## Brief 1
In the passage on city size and energy use, swap "suburbs" for "outlying neighborhoods" and write out the section starting at "Applying these and" and ending at "are just right.".
## Brief 2
In the passage on city size and energy use, how much food can an adult elephant eat in a day?

For example, it describes how an animal’s energy needs relate to its mass. An adult elephant clocks in at 5,440 kilograms and eats up to 270 kilograms of food a day — five per cent of its body weight. A hummingbird weighs 2.5 to 4.5 grams and burns food so fast, it must eat 1.5 to three times its body weight in food each day.

(If elephants had hummingbird metabolisms, the Serengeti would likely have turned to desert long ago.)

Math also predicts how, as an animal grows, its volume grows faster than its surface area, with implications for animals, city planners and engineers. Large animals have a harder time cooling themselves than small animals, and small animals have greater difficulty retaining heat in cold weather. This is why small children must bundle up in cool weather while their mommies go about in yoga gear.

Applying these and similar laws to cities, urban physicists calculated that, as a city grows and its population density increases, the city consumes less energy overall and more efficiently. People in big, dense urban centres drive less, walk more and walk to work more often — and, therefore, tend to walk faster.

Food and other goods require less extensive transportation within these cities, leading to more efficient distribution. As well, bigger buildings and cities retain heat, with less energy used in winter (but more energy used for air conditioning in hot, muggy seasons).

However, these conclusions apply only if a city has few suburbs. Research has found that suburbs negate large city centres’ energy savings. As in the story of the three bears, mid-sized cities, without suburbs, are just right.

And Greater Victoria, roly-poly spreading out on its soft South Island sofa, is too small and sparsely populated overall to see those efficiencies.

## Record set

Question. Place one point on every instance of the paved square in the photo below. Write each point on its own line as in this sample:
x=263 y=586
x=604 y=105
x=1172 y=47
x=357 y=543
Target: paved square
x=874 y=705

## Complete answer 1
Applying these and similar laws to cities, urban physicists calculated that, as a city grows and its population density increases, the city consumes less energy overall and more efficiently. People in big, dense urban centres drive less, walk more and walk to work more often — and, therefore, tend to walk faster.

Food and other goods require less extensive transportation within these cities, leading to more efficient distribution. As well, bigger buildings and cities retain heat, with less energy used in winter (but more energy used for air conditioning in hot, muggy seasons).

However, these conclusions apply only if a city has few outlying neighborhoods. Research has found that outlying neighborhoods negate large city centres’ energy savings. As in the story of the three bears, mid-sized cities, without outlying neighborhoods, are just right.

## Complete answer 2
Up to 270 kilograms.